═══ Supplied material ═══
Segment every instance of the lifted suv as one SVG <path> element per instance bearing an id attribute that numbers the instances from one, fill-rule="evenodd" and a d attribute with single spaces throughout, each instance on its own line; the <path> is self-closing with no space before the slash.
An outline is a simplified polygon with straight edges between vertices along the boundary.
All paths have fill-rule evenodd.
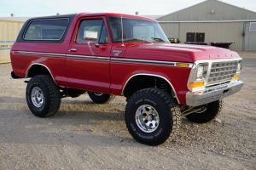
<path id="1" fill-rule="evenodd" d="M 88 93 L 97 104 L 127 99 L 125 123 L 137 141 L 157 145 L 181 117 L 204 123 L 238 92 L 241 58 L 228 49 L 170 43 L 156 20 L 79 14 L 26 21 L 11 50 L 14 78 L 31 77 L 29 109 L 57 112 L 61 99 Z"/>

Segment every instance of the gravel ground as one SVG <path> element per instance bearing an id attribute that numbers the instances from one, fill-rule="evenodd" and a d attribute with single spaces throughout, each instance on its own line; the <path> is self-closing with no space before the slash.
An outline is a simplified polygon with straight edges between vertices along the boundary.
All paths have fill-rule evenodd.
<path id="1" fill-rule="evenodd" d="M 256 54 L 241 55 L 245 86 L 218 119 L 183 119 L 176 140 L 155 147 L 129 134 L 122 97 L 106 105 L 67 98 L 55 116 L 33 116 L 24 80 L 0 65 L 0 169 L 256 169 Z"/>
═══
#### Directive:
Copy out each of the entries above word for word, leaving out the pictures.

#### Solved exercise:
Segment every instance of the lifted suv as one SVG <path> element per instance bearing an id attribute that numbers the instances from one, fill-rule="evenodd" and a d attribute with single spaces throughout, each instance on its own line; the <path> is self-closing with no space before the slash.
An outline is a simplified polygon with straight edges between vertices along the boundary.
All paths have fill-rule evenodd.
<path id="1" fill-rule="evenodd" d="M 88 93 L 97 104 L 127 99 L 125 123 L 137 141 L 157 145 L 181 117 L 204 123 L 238 92 L 241 58 L 228 49 L 170 43 L 156 20 L 79 14 L 26 21 L 11 50 L 14 78 L 31 77 L 29 109 L 57 112 L 61 99 Z"/>

Segment every instance of the gravel ground as one SVG <path> element per instance bearing an id attribute that numbers the instances from one, fill-rule="evenodd" and a d attribute with single spaces throughout, each instance on its own line; the <path> is self-closing with no space before the slash.
An outline is a simplified polygon with straight edges between vertices along the boundary.
All paths have fill-rule evenodd.
<path id="1" fill-rule="evenodd" d="M 256 54 L 241 55 L 245 86 L 218 119 L 183 119 L 176 140 L 155 147 L 129 134 L 122 97 L 106 105 L 67 98 L 55 116 L 33 116 L 24 80 L 0 65 L 0 169 L 256 169 Z"/>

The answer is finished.